§ **Problem**: From the line that includes "of the asphalt" to the closing line of the data, please transcribe every line exactly and add nothing.

§ **Listed records**:

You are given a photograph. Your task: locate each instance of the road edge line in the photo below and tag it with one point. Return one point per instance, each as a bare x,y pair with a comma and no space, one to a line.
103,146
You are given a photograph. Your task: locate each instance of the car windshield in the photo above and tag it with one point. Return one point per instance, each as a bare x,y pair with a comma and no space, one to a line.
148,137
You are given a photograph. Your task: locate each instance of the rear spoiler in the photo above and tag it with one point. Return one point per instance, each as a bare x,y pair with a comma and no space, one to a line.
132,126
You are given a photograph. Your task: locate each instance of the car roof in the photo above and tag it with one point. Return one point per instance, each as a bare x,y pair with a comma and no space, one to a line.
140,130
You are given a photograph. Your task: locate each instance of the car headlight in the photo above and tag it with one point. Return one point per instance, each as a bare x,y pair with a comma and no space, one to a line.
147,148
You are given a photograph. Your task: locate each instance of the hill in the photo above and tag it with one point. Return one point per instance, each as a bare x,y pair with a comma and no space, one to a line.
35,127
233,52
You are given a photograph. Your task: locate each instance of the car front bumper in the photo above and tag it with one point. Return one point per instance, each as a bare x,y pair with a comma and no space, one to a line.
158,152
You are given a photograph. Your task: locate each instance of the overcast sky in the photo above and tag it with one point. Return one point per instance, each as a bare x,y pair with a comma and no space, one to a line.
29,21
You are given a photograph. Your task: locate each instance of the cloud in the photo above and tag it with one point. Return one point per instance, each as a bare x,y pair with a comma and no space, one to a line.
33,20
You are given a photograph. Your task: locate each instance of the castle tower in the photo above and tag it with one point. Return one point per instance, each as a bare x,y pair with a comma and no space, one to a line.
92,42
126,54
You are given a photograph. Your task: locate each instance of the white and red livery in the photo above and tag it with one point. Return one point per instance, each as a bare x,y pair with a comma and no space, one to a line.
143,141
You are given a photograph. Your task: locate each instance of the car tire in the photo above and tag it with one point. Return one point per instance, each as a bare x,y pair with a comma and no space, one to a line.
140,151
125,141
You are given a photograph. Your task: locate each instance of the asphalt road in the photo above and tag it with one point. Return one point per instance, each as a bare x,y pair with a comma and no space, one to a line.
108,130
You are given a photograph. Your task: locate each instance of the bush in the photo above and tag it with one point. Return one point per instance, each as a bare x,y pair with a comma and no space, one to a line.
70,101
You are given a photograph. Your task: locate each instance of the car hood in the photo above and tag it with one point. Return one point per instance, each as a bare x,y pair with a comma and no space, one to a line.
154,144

§ **Solution for this exercise**:
You are given a photograph. Your task: locate each instance of the asphalt road in the photo above and tag it with one point. Return one point per instance, each as a bare x,y pair with a comma and no space, one to a line.
108,130
You are given a photograph. Your task: locate each instance of the bush in the photo above and tag it with one point. Return one point per instance, each as a bare x,y pair with a comma and no space, one to a line.
70,101
You are given a photograph. Your task: locate each instance of the car hood in the photo above and tag it with one point. Return one point per instance, each as a bare x,y pair with a comma and no space, one to a line.
154,144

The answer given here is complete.